Give back the data in full. Leave nothing out.

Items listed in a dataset
**********

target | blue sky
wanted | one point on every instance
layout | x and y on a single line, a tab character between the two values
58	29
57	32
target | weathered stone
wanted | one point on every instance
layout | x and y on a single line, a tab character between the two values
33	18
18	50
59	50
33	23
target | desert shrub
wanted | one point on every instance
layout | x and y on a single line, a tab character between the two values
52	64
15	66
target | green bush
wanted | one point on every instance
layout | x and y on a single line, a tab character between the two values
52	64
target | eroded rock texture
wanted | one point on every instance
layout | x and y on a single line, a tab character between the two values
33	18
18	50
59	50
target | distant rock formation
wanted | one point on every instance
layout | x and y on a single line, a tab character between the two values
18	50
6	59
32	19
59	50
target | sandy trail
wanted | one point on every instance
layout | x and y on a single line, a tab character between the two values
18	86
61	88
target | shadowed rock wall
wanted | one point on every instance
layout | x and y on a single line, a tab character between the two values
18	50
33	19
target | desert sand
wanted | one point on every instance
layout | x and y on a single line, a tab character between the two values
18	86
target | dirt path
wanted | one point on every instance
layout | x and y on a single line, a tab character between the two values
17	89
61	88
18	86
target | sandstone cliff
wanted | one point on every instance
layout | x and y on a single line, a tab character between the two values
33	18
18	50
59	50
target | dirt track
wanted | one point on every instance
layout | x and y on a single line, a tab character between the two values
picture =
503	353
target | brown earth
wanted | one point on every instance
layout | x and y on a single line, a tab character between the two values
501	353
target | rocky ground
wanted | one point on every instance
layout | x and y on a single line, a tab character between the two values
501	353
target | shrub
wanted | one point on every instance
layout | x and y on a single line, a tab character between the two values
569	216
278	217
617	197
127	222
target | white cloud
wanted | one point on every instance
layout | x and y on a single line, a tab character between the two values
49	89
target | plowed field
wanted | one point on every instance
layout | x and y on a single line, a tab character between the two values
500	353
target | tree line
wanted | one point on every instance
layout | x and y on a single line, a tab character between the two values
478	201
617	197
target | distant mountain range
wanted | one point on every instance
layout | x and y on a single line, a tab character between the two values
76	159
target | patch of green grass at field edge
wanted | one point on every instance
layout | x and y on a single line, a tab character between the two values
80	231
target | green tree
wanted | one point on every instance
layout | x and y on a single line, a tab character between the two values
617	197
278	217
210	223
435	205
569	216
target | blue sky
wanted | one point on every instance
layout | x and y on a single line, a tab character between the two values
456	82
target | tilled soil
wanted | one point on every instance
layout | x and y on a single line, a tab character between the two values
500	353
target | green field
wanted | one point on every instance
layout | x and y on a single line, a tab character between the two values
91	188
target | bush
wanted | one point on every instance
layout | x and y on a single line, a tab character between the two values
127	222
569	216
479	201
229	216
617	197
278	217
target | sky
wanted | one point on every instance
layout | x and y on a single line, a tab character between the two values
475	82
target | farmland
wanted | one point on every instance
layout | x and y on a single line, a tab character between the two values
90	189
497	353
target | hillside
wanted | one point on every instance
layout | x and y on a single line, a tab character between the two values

**********

Result of the exercise
target | blue sky
wanted | one point on every instance
layout | x and y on a single line, a tab character between the two values
58	29
57	32
target | weathered stone
wanted | one point on every instance
layout | x and y on a single line, a tab character between the two values
33	18
18	50
59	50
33	23
target | desert shrub
wanted | one point on every instance
layout | x and y on a single line, a tab character between the two values
52	64
15	66
target | green bush
wanted | one point on every instance
layout | x and y on a single line, a tab character between the two values
52	64
target | eroded rock texture
wanted | one point on every instance
layout | x and y on a single line, a tab character between the two values
33	18
18	50
59	50
target | distant rock formation
wanted | one point on every instance
layout | x and y on a single line, a tab character between the two values
18	50
6	59
32	19
59	50
target | sandy trail
wanted | one point on every instance
layout | x and y on a single line, a tab character between the two values
18	86
61	88
target | shadowed rock wall
wanted | one point on every instance
layout | x and y on a single line, a tab character between the two values
18	50
33	19
target | desert sand
wanted | one point on every instance
layout | x and y on a single line, a tab character between the two values
18	86
target | dirt path
wanted | one point on every instance
layout | x and y on a single line, a tab character between the two values
17	89
61	88
18	86
target | sandstone cliff
wanted | one point on every instance
layout | x and y on a single line, a tab character between the two values
33	18
18	50
59	50
target | dirt track
wanted | one point on every instance
layout | x and y on a single line, a tab character between the two values
picture =
503	353
target | brown earth
wanted | one point on every instance
layout | x and y on a single line, a tab character between the two values
501	353
target | rocky ground
wanted | one point on every instance
layout | x and y on a single line, a tab character between the two values
501	353
target | shrub
wanted | one point on every instance
layout | x and y on a single line, a tab character between the two values
569	216
278	217
617	197
127	222
target | white cloud
wanted | one point on every instance
layout | x and y on a single line, a tab character between the two values
49	89
target | plowed field
wanted | one point on every instance
layout | x and y on a single line, a tab character between the two values
500	353
target | tree line
wanted | one point on every instance
layout | x and y on a single line, a tab character between the two values
478	201
617	197
target | distant mountain range
wanted | one point on every instance
layout | x and y on a single line, a tab character between the two values
76	159
target | patch of green grass at field edge
wanted | one point on every instance
layout | x and y on a single line, a tab character between the two values
80	231
target | green tree
wanted | one point on every instance
layout | x and y on a single line, a tab character between the two values
617	197
278	217
210	223
435	205
569	216
target | blue sky
wanted | one point on every instance
layout | x and y on a single line, a tab character between the two values
456	82
target | tilled soil
wanted | one point on every instance
layout | x and y on a single line, a tab character between the two values
500	353
target | green field
wanted | one point on every instance
layout | x and y on a single line, a tab character between the two values
91	188
target | bush
wanted | one point on every instance
layout | x and y on a single line, a tab character between the two values
127	222
569	216
479	201
229	216
617	197
278	217
target | sky
wanted | one point on every instance
layout | x and y on a single line, a tab character between the two values
475	82
target | farmland
wanted | one point on every instance
layout | x and y on a single line, a tab character between the two values
90	189
497	353
target | hillside
wanted | one point on every instance
layout | x and y on a single line, a tab character between the two values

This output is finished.